Document extract:
%%
Lots of people have been asking for a way to get the NZ Govt Flags out of the govt.nz site in a machine parsable format.
This is an extension of @fogonwater's getflags tool. It uses BeautifulSoup to get the images and metadata of the flag submissions, and store them in a SQLite DB.
It then serves them up over a JSON API via a tiny Flask application.
Assumes you have:
- python
- setuptools/pip
- nodejs
- memcached (default is a
memcached.sock
in your home directory)
npm install
Note that the npm
tasks are aliased to the generic version of python
in your
shell, for convenience. If you want to run it using python2.7
for instance,
you're better off running the raw python commands:
easy_install-2.7 install
python2.7 scraper scrape
python2.7 api
First, you'll need to populate the DB. The scraper has to traverse every submission on the first run. At the time of writing, there's about 850 of them, so it takes a while.
Subsequent scrapes are much faster, since it traverses the listing pages first, to harvest new submissions.
python scraper scrape # This will take a while
python api # API on port 5000 for you
You can then get all the flag submissions by visiting the API in your browser
http://localhost:5000/api/
You can also get individual submissions by passing an ID:
http://localhost:5000/api/610
Or search (it's just using LIKE
) by tags and descriptions:
/api/tag/<string:name>
/api/description/<string:name>
{
"description": "Bird accualy is kiwi. Is well known icon of our country and people. Also stars are southern cross and blue is pacific ocean. Where we're from and how we got here.",
"designer": "Aku A.",
"designer_location": "Waikato",
"id": 4338,
"image_path": "http://localhost:3000/static/submissions/4338.jpg",
"last_scraped": "2015-05-16T15:45:03.146103+00:00",
"suggested_by": null,
"suggested_by_location": null,
"tags": [
"blue",
"red",
"white",
"kiwi",
"Southern Cross",
"history",
"Kiwiana",
"Ocean",
"brown"
%%
Problem to solve:
Repeat word for word the part of the README that opens with the words containing "This is an extension" and closes with "a SQLite DB.". The rows that come next are separate material, apart from the README.

Position annotation rows:
%%
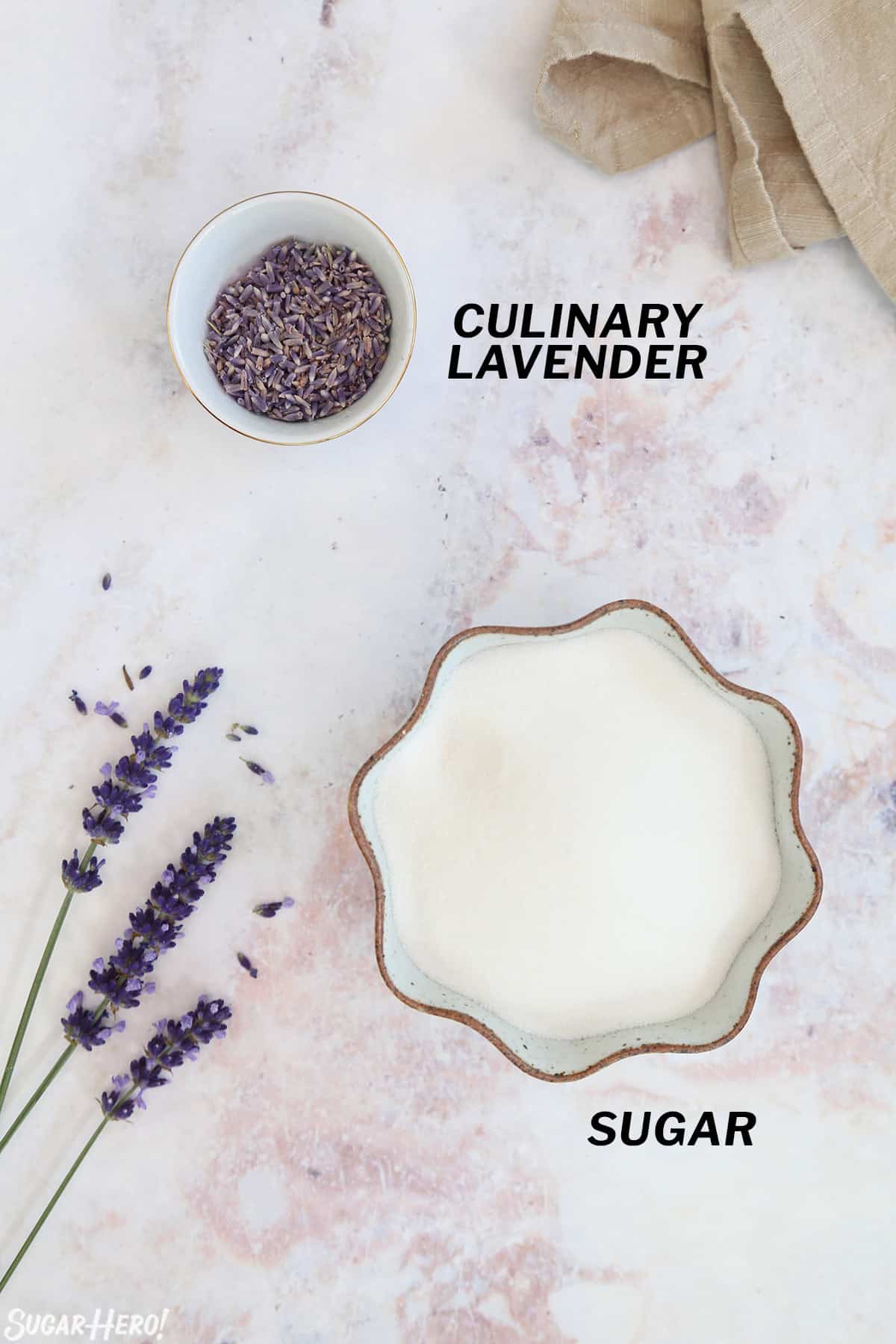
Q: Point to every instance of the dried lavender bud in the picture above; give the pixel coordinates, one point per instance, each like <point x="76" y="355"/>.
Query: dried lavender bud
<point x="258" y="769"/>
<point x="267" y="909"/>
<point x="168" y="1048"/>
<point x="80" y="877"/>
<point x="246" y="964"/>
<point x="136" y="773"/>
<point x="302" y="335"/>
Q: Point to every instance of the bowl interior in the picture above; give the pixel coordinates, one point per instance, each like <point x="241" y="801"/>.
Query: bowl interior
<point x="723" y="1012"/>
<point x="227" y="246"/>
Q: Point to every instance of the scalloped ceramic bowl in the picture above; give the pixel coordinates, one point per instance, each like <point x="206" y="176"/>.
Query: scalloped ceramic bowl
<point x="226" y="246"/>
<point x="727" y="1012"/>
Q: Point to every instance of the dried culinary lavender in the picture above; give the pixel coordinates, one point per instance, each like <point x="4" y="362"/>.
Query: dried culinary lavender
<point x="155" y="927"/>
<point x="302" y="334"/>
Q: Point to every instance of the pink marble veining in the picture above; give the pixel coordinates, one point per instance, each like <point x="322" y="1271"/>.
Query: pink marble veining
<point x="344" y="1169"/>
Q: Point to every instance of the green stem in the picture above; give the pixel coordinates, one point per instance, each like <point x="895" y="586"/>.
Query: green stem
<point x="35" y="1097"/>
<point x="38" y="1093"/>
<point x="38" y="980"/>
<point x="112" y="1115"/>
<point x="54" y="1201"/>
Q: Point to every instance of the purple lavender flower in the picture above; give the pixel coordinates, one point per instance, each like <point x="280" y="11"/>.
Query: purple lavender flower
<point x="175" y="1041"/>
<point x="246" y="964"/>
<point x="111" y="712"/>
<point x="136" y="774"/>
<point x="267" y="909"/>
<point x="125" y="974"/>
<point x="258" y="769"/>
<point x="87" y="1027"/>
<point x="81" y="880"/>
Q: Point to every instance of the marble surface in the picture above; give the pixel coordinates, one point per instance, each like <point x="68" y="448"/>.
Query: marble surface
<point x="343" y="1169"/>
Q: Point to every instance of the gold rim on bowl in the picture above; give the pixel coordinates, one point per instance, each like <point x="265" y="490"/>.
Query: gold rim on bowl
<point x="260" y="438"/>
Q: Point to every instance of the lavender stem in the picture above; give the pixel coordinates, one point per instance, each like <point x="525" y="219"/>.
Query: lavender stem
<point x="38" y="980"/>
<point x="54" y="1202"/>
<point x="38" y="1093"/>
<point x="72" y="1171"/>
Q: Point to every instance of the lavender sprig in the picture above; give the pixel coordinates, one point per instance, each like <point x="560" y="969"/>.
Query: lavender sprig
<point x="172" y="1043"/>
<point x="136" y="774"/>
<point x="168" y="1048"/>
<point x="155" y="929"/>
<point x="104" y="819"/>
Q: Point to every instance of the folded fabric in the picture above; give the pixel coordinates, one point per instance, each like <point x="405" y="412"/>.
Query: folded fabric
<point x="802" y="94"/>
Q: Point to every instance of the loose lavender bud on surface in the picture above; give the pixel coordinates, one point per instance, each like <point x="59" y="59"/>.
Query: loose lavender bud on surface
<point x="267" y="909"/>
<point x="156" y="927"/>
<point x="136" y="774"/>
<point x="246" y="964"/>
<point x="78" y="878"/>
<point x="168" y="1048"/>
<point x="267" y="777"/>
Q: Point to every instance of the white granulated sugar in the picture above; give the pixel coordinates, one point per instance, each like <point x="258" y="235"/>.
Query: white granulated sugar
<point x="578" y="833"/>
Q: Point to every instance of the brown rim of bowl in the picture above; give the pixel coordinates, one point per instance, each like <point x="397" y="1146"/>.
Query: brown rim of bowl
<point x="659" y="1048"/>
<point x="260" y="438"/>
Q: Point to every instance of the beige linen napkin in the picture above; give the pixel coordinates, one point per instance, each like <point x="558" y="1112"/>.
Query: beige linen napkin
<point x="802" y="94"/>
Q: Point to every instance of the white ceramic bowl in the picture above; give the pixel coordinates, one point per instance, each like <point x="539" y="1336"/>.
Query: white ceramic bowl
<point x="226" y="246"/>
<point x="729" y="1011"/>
%%
Answer for the task:
This is an extension of @fogonwater's getflags tool. It uses BeautifulSoup to get the images and metadata of the flag submissions, and store them in a SQLite DB.